Goal: In the entries below, find the line containing "Target: player's eye". Copy it and all lines after it, exactly, through the end.
━━ Exercise data ━━
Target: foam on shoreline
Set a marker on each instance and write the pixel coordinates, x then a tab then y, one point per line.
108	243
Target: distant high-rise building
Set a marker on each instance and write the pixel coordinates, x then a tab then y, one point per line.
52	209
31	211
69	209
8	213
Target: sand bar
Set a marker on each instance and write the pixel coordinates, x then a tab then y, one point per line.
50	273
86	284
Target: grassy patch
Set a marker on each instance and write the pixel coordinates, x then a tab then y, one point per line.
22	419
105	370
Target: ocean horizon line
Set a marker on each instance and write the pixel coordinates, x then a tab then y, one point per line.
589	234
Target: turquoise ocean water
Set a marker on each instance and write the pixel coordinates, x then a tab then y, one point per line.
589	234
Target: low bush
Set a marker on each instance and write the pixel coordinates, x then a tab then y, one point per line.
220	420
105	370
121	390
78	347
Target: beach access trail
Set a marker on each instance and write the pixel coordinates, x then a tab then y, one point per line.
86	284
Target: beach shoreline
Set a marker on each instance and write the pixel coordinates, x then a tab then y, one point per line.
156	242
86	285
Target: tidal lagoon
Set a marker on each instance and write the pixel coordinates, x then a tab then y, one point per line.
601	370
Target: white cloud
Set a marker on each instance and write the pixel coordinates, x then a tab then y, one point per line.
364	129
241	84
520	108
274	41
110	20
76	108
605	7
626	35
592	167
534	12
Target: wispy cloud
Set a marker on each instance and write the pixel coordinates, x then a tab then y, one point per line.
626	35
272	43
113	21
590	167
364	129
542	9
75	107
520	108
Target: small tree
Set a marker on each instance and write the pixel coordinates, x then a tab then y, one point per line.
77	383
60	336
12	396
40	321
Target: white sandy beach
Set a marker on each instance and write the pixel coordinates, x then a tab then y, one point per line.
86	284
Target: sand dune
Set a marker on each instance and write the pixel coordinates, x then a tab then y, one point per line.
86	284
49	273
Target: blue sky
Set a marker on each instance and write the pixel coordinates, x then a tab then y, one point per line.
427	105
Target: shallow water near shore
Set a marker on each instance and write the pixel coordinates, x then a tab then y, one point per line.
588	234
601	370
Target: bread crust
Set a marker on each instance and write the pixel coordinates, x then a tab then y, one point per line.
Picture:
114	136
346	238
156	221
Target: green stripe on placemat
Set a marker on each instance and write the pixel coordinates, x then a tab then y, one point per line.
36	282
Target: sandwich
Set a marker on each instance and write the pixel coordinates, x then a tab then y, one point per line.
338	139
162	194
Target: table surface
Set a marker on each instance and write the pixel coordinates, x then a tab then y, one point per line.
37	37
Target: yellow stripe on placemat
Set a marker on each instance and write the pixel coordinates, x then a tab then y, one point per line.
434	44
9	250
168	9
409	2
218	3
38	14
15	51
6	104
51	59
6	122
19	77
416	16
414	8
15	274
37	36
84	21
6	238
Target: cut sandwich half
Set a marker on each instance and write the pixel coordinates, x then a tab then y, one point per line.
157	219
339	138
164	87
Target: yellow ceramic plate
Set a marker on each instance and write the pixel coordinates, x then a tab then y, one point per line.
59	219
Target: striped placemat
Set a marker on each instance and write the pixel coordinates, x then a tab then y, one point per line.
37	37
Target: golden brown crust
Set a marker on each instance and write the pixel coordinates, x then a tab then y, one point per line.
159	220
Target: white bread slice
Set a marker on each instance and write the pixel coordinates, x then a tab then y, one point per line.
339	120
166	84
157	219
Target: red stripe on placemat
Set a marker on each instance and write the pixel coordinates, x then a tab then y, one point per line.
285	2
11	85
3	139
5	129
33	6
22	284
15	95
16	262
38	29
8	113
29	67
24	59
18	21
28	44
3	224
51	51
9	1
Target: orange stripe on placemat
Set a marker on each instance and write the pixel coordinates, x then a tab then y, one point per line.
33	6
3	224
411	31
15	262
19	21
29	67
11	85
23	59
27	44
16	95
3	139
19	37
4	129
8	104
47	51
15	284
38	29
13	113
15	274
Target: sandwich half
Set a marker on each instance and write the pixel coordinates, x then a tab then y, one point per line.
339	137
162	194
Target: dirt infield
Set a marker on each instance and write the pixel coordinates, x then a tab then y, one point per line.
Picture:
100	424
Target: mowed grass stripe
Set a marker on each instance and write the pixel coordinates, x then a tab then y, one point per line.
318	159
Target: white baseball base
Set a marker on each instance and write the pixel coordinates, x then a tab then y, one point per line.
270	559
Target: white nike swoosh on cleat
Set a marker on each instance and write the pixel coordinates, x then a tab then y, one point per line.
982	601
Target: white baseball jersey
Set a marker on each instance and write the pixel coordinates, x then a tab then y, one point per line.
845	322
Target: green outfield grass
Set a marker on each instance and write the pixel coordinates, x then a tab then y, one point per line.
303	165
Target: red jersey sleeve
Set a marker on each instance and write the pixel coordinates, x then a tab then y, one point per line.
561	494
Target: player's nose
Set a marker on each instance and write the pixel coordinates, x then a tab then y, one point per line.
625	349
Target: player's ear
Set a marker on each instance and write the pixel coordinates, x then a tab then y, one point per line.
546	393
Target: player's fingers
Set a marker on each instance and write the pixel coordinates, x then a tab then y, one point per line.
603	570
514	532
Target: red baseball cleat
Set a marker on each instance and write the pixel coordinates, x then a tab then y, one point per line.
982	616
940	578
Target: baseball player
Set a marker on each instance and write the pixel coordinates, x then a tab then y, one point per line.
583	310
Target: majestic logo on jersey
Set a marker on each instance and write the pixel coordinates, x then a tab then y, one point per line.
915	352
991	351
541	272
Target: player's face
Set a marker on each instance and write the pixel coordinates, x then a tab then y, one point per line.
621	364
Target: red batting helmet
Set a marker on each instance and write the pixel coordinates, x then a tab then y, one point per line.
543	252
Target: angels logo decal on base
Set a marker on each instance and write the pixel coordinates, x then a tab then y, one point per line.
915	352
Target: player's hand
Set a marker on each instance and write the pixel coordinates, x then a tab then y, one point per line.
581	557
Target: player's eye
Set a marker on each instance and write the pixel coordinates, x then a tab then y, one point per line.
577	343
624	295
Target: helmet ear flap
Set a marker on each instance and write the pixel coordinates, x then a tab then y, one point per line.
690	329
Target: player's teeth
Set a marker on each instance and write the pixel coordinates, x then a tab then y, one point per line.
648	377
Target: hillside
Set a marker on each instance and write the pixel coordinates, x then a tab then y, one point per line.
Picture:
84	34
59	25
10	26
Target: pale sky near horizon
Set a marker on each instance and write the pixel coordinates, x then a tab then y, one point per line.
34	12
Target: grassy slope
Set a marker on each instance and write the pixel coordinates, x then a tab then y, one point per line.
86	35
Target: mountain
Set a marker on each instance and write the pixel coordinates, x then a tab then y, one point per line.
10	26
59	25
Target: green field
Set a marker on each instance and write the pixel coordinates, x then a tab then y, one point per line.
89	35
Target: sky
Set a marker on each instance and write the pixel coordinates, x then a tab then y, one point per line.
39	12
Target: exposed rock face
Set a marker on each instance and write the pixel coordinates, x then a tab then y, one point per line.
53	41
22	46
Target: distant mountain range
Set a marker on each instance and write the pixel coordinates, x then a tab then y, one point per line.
━━━
Answer to this task:
Target: player's eye
Set a marker on each instance and write the pixel coordinates, x then a tab then y, one point per line.
577	343
624	295
Target: helmet ear flap
Set a marker on each instance and write the pixel coordinates, x then a tab then y, one point per line.
690	329
Target: player's teeth
Set a marker on each instance and write the pixel coordinates, x then a tab then y, one point per line.
648	377
Target: hillside
Set a marker on each instance and write the pixel coordinates, x then a tab then y, one point per line.
Picture:
84	34
59	25
10	26
Target: pale sky near horizon
Set a marker on each instance and write the pixel coordinates, x then a tab then y, one point per line.
34	12
Target: grassy slope
Set a marker on each instance and write the pixel coordinates, x then a tab then y, one point per line.
86	35
Target: mountain
Set a marker on each instance and write the pixel coordinates, x then a tab then y, one point per line.
10	26
59	25
Target: green field
Set a marker on each instance and write the pixel coordinates, x then a tab then y, one point per line.
89	35
Target: sky
Set a marker on each instance and write the pixel coordinates, x then a tab then y, one point per line.
39	12
Target: exposed rock face
Set a marker on each instance and write the pixel coordinates, x then a tab then y, one point per line.
53	41
22	46
Target: distant mountain range
Set a marker on each instance and write the pixel coordinates, x then a tab then y, one point per line.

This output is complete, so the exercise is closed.